◆ WORK REQUIRED ◆
Repeat only the stretch of lines below that runs from the line with "box: [278, 427, 362, 450]" through the line with "positive clicks: (669, 510) (696, 356)", unaltered.

◆ Dataset entries ◆
______________________________

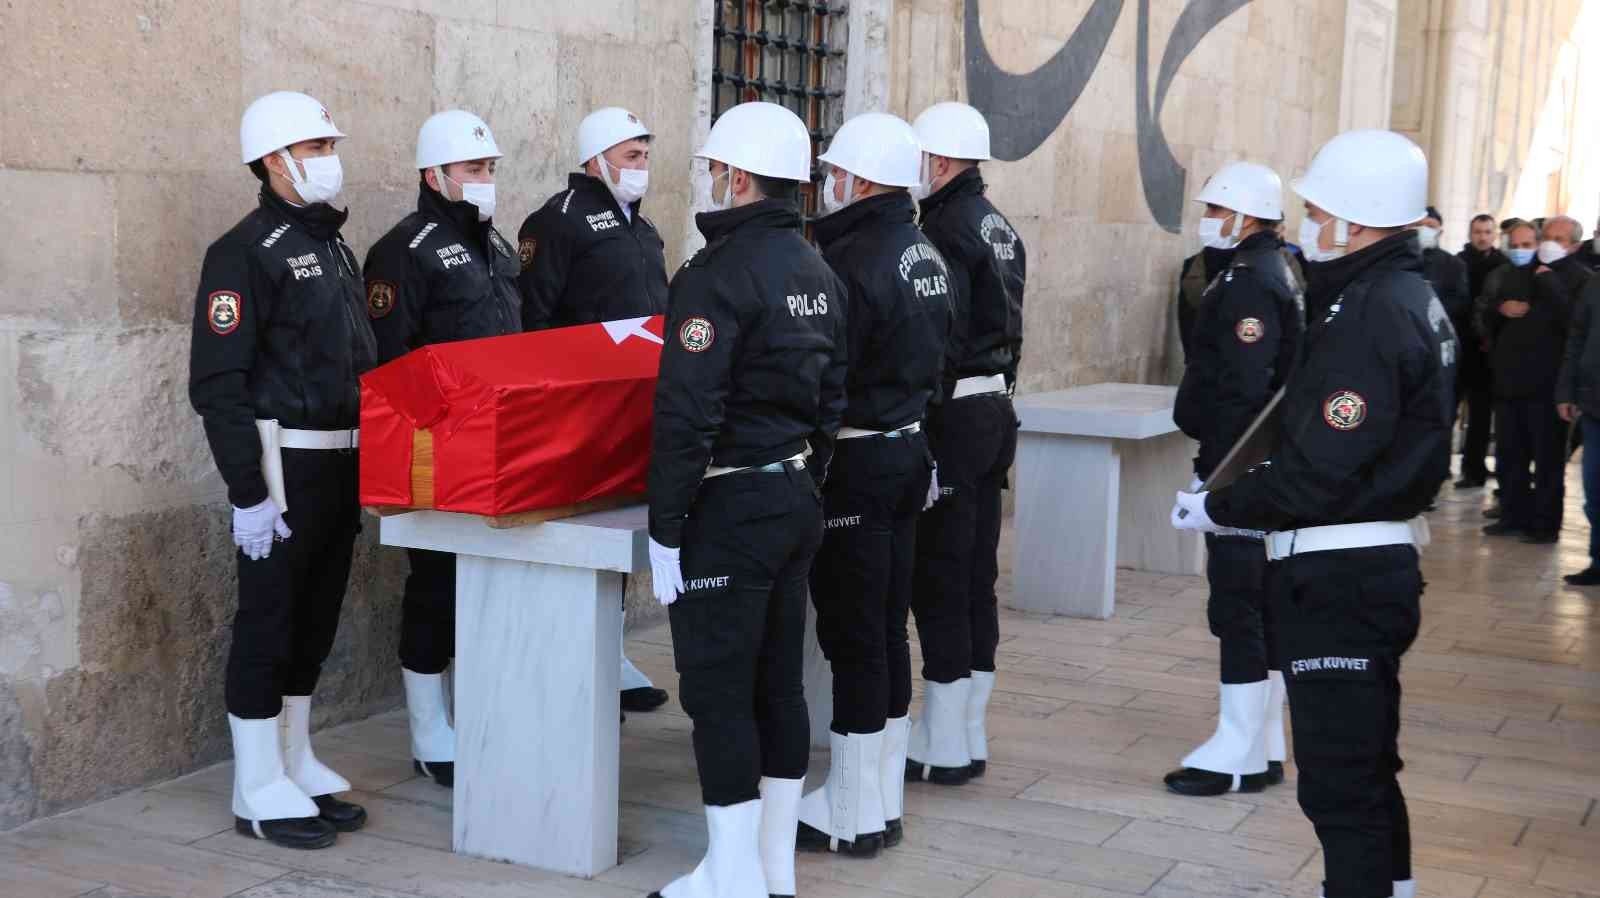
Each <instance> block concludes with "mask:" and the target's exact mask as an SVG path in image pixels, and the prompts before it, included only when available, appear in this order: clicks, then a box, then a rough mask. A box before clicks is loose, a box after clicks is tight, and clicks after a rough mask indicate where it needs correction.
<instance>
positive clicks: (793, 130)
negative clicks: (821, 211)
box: [694, 102, 811, 181]
mask: <svg viewBox="0 0 1600 898" xmlns="http://www.w3.org/2000/svg"><path fill="white" fill-rule="evenodd" d="M694 155H696V157H698V158H709V160H715V162H720V163H723V165H730V166H733V168H738V170H739V171H747V173H750V174H762V176H765V178H781V179H784V181H810V179H811V133H810V131H808V130H806V126H805V122H802V120H800V117H798V115H795V114H794V112H790V110H789V109H784V107H782V106H778V104H776V102H741V104H739V106H734V107H733V109H730V110H726V112H723V114H722V117H720V118H717V123H715V125H712V126H710V136H707V138H706V146H702V147H701V150H699V152H698V154H694Z"/></svg>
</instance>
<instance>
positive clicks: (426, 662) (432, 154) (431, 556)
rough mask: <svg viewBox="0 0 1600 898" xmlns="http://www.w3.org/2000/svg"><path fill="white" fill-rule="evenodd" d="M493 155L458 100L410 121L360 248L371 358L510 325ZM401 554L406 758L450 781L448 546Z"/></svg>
mask: <svg viewBox="0 0 1600 898" xmlns="http://www.w3.org/2000/svg"><path fill="white" fill-rule="evenodd" d="M499 157H501V152H499V147H498V146H496V144H494V134H493V133H490V126H488V125H486V123H483V120H482V118H478V117H477V115H474V114H470V112H464V110H461V109H453V110H448V112H440V114H437V115H434V117H430V118H429V120H427V122H424V123H422V128H421V130H419V131H418V136H416V168H418V171H419V174H421V178H419V179H421V184H419V187H418V200H416V211H414V213H411V214H408V216H405V218H403V219H400V224H397V226H394V227H392V229H390V231H389V234H384V237H382V239H381V240H379V242H378V243H376V245H373V248H371V251H370V253H366V314H368V315H370V317H371V320H373V333H374V335H376V336H378V360H379V362H389V360H394V359H398V357H402V355H405V354H406V352H410V351H413V349H416V347H419V346H426V344H430V343H450V341H453V339H475V338H482V336H502V335H509V333H520V331H522V299H520V296H518V295H517V272H518V264H517V258H515V256H514V255H512V251H510V245H507V243H506V239H504V237H501V235H499V232H498V231H494V222H493V218H494V168H496V160H498V158H499ZM406 555H408V557H410V560H411V575H410V576H408V578H406V583H405V597H403V600H402V615H400V667H402V674H403V677H405V703H406V712H408V714H410V720H411V757H413V762H411V764H413V765H414V768H416V772H418V773H421V775H424V776H429V778H430V780H434V781H435V783H438V784H440V786H451V784H454V760H456V733H454V730H453V728H451V727H450V717H448V714H446V711H445V704H446V703H445V667H446V666H448V664H450V659H451V658H453V656H454V653H456V651H454V650H456V555H454V554H451V552H434V551H429V549H406Z"/></svg>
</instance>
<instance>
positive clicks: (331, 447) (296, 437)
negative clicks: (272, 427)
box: [278, 427, 362, 450]
mask: <svg viewBox="0 0 1600 898" xmlns="http://www.w3.org/2000/svg"><path fill="white" fill-rule="evenodd" d="M360 445H362V432H360V431H355V429H349V431H291V429H288V427H283V429H280V431H278V448H344V450H350V448H358V447H360Z"/></svg>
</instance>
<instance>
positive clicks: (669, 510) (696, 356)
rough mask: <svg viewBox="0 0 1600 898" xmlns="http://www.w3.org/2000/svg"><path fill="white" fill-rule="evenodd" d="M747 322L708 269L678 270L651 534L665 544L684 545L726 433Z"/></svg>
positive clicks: (662, 397)
mask: <svg viewBox="0 0 1600 898" xmlns="http://www.w3.org/2000/svg"><path fill="white" fill-rule="evenodd" d="M741 323H742V322H741V320H739V317H738V311H736V307H734V306H733V303H731V301H730V298H728V295H726V293H725V291H722V290H717V288H715V287H714V285H712V283H710V279H709V277H706V275H704V271H702V269H699V271H698V269H685V271H682V272H678V277H677V279H675V280H674V283H672V298H670V315H669V319H667V328H666V346H664V347H662V351H661V368H659V376H658V379H656V405H654V419H653V424H651V434H653V443H651V451H650V536H651V539H654V541H656V543H661V544H662V546H682V544H683V522H685V519H686V517H688V512H690V504H693V501H694V491H696V490H698V488H699V483H701V480H702V479H704V477H706V467H707V466H709V464H710V459H712V445H714V443H715V440H717V432H718V431H720V429H722V423H723V413H725V405H726V400H728V391H730V387H731V381H733V360H734V357H736V354H738V346H739V341H741V330H742V328H741Z"/></svg>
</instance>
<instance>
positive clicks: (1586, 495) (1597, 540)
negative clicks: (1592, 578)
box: [1578, 413, 1600, 565]
mask: <svg viewBox="0 0 1600 898" xmlns="http://www.w3.org/2000/svg"><path fill="white" fill-rule="evenodd" d="M1578 421H1579V426H1581V427H1582V429H1584V517H1587V519H1589V560H1590V562H1592V563H1597V565H1600V419H1597V418H1594V416H1592V415H1587V413H1586V415H1582V416H1581V418H1578Z"/></svg>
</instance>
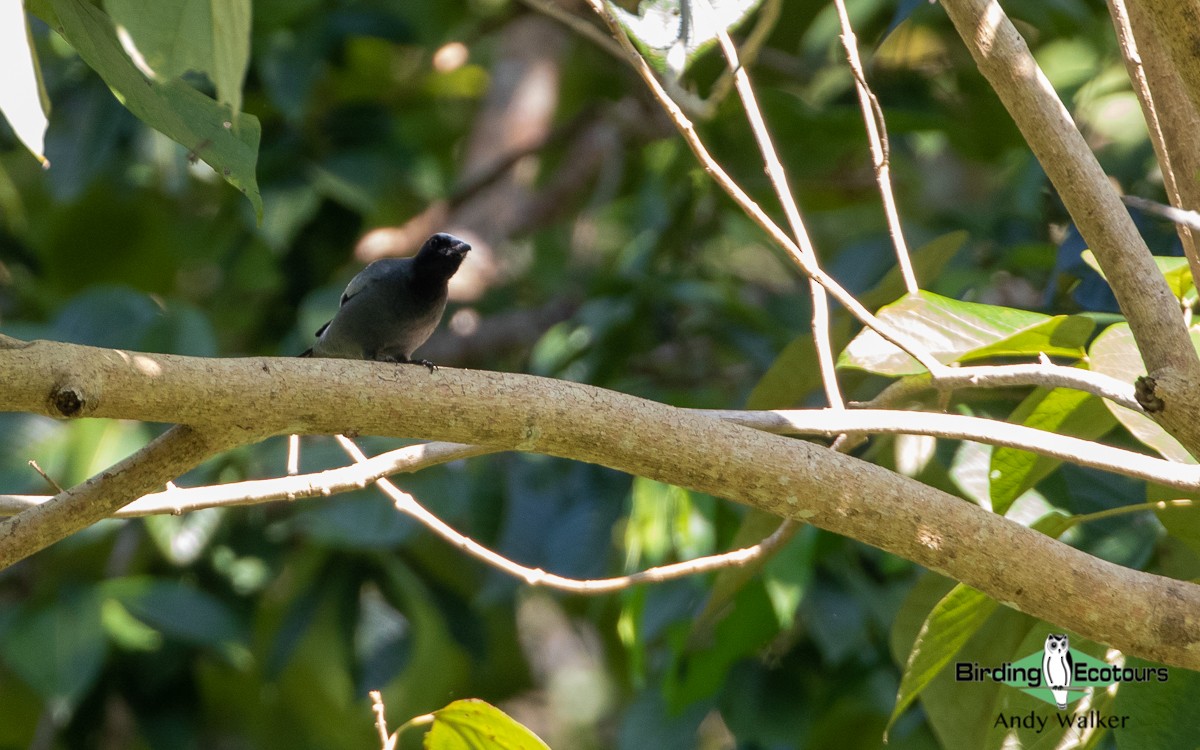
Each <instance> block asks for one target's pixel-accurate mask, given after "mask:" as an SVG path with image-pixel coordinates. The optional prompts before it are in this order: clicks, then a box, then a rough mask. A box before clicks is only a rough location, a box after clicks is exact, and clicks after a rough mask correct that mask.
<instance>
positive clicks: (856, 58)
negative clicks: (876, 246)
mask: <svg viewBox="0 0 1200 750" xmlns="http://www.w3.org/2000/svg"><path fill="white" fill-rule="evenodd" d="M834 6H836V8H838V23H839V24H841V46H842V47H844V48H845V49H846V61H847V62H850V70H851V71H852V72H853V73H854V89H856V90H857V91H858V104H859V107H860V108H862V110H863V122H865V124H866V143H868V146H869V148H870V149H871V161H872V166H874V167H875V181H876V182H877V184H878V186H880V198H881V200H882V202H883V215H884V216H886V217H887V222H888V233H889V234H890V235H892V245H893V246H894V247H895V250H896V263H898V264H899V266H900V275H901V276H902V277H904V286H905V289H906V290H907V292H908V294H916V293H917V292H918V290H920V284H919V283H918V282H917V274H916V272H913V270H912V258H911V257H910V256H908V245H907V242H905V239H904V228H902V227H901V226H900V214H899V212H898V211H896V199H895V194H894V193H893V192H892V174H890V170H892V167H890V166H889V163H888V128H887V122H884V121H883V108H882V107H880V101H878V100H877V98H875V94H872V92H871V88H870V85H868V83H866V73H865V72H863V62H862V60H859V59H858V38H857V37H856V36H854V28H853V26H852V25H851V23H850V13H847V12H846V2H845V0H834Z"/></svg>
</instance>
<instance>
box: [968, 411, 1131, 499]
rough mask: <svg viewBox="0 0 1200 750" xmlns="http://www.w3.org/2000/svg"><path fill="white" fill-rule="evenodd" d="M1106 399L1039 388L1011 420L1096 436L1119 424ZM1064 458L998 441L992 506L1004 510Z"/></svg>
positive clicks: (1061, 430)
mask: <svg viewBox="0 0 1200 750" xmlns="http://www.w3.org/2000/svg"><path fill="white" fill-rule="evenodd" d="M1102 401H1103V400H1100V398H1097V397H1096V396H1092V395H1091V394H1085V392H1082V391H1076V390H1072V389H1067V388H1056V389H1052V390H1046V389H1037V390H1034V391H1033V392H1032V394H1030V395H1028V396H1027V397H1026V398H1025V401H1022V402H1021V403H1020V406H1018V407H1016V409H1014V410H1013V413H1012V414H1010V415H1009V418H1008V421H1010V422H1013V424H1016V425H1025V426H1026V427H1034V428H1037V430H1045V431H1049V432H1054V433H1057V434H1069V436H1072V437H1076V438H1082V439H1085V440H1093V439H1096V438H1099V437H1100V436H1103V434H1105V433H1106V432H1108V431H1109V430H1111V428H1112V427H1115V426H1116V424H1117V422H1116V420H1115V419H1114V418H1112V415H1111V413H1110V412H1109V410H1108V409H1106V408H1105V406H1104V403H1102ZM1060 463H1062V461H1060V460H1057V458H1052V457H1050V456H1039V455H1037V454H1033V452H1030V451H1025V450H1020V449H1016V448H1006V446H1003V445H997V446H996V448H995V449H994V450H992V451H991V469H990V472H989V476H990V479H991V481H990V482H989V488H990V493H991V509H992V510H994V511H996V512H997V514H1004V512H1006V511H1007V510H1008V508H1009V505H1012V504H1013V500H1015V499H1016V498H1019V497H1020V496H1021V493H1022V492H1025V491H1026V490H1028V488H1030V487H1032V486H1033V485H1036V484H1038V482H1039V481H1042V480H1043V479H1045V478H1046V476H1048V475H1049V474H1050V473H1051V472H1054V470H1055V469H1056V468H1057V467H1058V464H1060Z"/></svg>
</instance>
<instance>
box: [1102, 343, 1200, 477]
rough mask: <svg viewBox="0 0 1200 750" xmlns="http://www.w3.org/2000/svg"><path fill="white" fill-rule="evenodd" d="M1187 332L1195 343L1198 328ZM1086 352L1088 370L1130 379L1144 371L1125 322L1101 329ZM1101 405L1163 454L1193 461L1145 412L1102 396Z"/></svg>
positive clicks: (1166, 433) (1124, 380)
mask: <svg viewBox="0 0 1200 750" xmlns="http://www.w3.org/2000/svg"><path fill="white" fill-rule="evenodd" d="M1190 332H1192V344H1193V346H1196V343H1198V338H1200V329H1198V328H1193V329H1192V331H1190ZM1198 348H1200V347H1198ZM1087 354H1088V360H1090V361H1091V366H1092V370H1094V371H1096V372H1103V373H1104V374H1106V376H1111V377H1114V378H1116V379H1117V380H1122V382H1124V383H1133V382H1134V380H1136V379H1138V378H1139V377H1141V376H1144V374H1146V365H1145V364H1142V361H1141V354H1140V353H1139V352H1138V343H1136V342H1135V341H1134V337H1133V331H1130V330H1129V324H1128V323H1116V324H1114V325H1110V326H1109V328H1106V329H1104V330H1103V331H1102V332H1100V335H1099V336H1097V337H1096V341H1093V342H1092V346H1091V347H1090V349H1088V352H1087ZM1104 406H1105V407H1106V408H1108V409H1109V410H1110V412H1112V415H1114V416H1116V418H1117V421H1120V422H1121V424H1122V425H1124V427H1126V430H1128V431H1129V432H1130V433H1133V436H1134V437H1135V438H1138V439H1139V440H1141V442H1142V443H1145V444H1146V445H1147V446H1150V448H1152V449H1154V450H1157V451H1158V452H1159V454H1162V456H1163V457H1164V458H1168V460H1170V461H1178V462H1181V463H1195V462H1196V461H1195V458H1193V457H1192V454H1189V452H1188V451H1187V449H1184V448H1183V446H1182V445H1181V444H1180V442H1178V440H1176V439H1175V438H1172V437H1171V436H1170V434H1168V432H1166V431H1165V430H1163V428H1162V427H1159V426H1158V425H1157V424H1156V422H1154V421H1152V420H1151V419H1150V418H1148V416H1145V415H1142V414H1139V413H1136V412H1134V410H1132V409H1127V408H1124V407H1121V406H1117V404H1115V403H1112V402H1111V401H1106V400H1105V401H1104Z"/></svg>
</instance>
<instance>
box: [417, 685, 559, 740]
mask: <svg viewBox="0 0 1200 750" xmlns="http://www.w3.org/2000/svg"><path fill="white" fill-rule="evenodd" d="M425 748H426V750H538V749H545V750H550V745H547V744H546V743H544V742H541V739H539V737H538V736H536V734H534V733H533V732H530V731H529V730H528V728H527V727H524V726H523V725H521V724H518V722H517V721H516V720H514V719H512V716H509V715H508V714H505V713H504V712H503V710H500V709H498V708H496V707H494V706H492V704H490V703H486V702H485V701H480V700H479V698H466V700H462V701H455V702H454V703H450V704H449V706H446V707H445V708H440V709H438V710H436V712H433V725H432V726H431V727H430V731H428V733H427V734H426V736H425Z"/></svg>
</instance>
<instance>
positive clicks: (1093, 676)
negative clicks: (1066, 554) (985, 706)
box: [954, 632, 1170, 732]
mask: <svg viewBox="0 0 1200 750" xmlns="http://www.w3.org/2000/svg"><path fill="white" fill-rule="evenodd" d="M1169 677H1170V674H1169V671H1168V668H1166V667H1123V666H1116V665H1111V664H1108V662H1106V661H1100V660H1099V659H1096V658H1094V656H1090V655H1087V654H1085V653H1084V652H1080V650H1076V649H1073V648H1070V641H1069V638H1068V636H1067V635H1066V634H1057V632H1051V634H1048V635H1046V640H1045V644H1044V646H1043V648H1042V650H1040V652H1033V653H1032V654H1030V655H1028V656H1025V658H1024V659H1020V660H1018V661H1012V662H1009V661H1006V662H1003V664H1001V665H998V666H982V665H979V664H977V662H974V661H959V662H955V665H954V679H955V682H960V683H984V682H997V683H1003V684H1006V685H1009V686H1012V688H1016V689H1018V690H1020V691H1022V692H1026V694H1028V695H1031V696H1033V697H1034V698H1037V700H1039V701H1044V702H1046V703H1049V704H1051V706H1054V707H1055V708H1057V709H1058V710H1060V712H1066V710H1067V709H1068V707H1069V706H1070V704H1072V703H1074V702H1075V701H1079V700H1081V698H1082V697H1085V696H1086V695H1087V694H1088V691H1090V690H1091V689H1096V688H1102V689H1103V688H1108V686H1109V685H1111V684H1114V683H1165V682H1166V680H1168V678H1169ZM1128 719H1129V718H1128V716H1102V715H1100V713H1099V712H1097V710H1090V712H1087V713H1086V714H1082V715H1064V714H1058V724H1060V725H1062V726H1063V727H1066V726H1076V727H1079V728H1087V727H1106V728H1120V727H1124V726H1126V722H1127V721H1128ZM996 725H997V726H1006V727H1013V726H1024V727H1026V728H1036V730H1037V731H1038V732H1040V731H1042V730H1043V728H1044V727H1045V726H1046V718H1045V716H1038V715H1036V714H1034V712H1030V714H1028V715H1027V716H1022V715H1012V716H1006V715H1003V714H1002V715H1000V716H998V718H997V719H996Z"/></svg>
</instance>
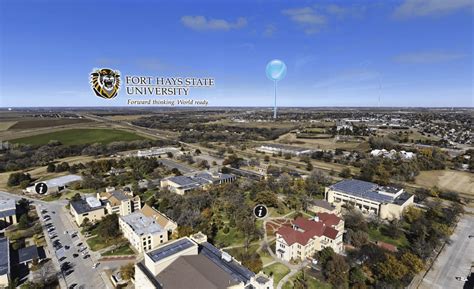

______________________________

◆ WRITTEN REPLY ◆
box: [278, 427, 362, 450]
mask: <svg viewBox="0 0 1600 898" xmlns="http://www.w3.org/2000/svg"><path fill="white" fill-rule="evenodd" d="M360 445H362V432H360V431H355V429H349V431H291V429H288V427H283V429H280V431H278V448H344V450H350V448H358V447H360Z"/></svg>
</instance>
<instance>
positive clicks: (669, 510) (696, 356)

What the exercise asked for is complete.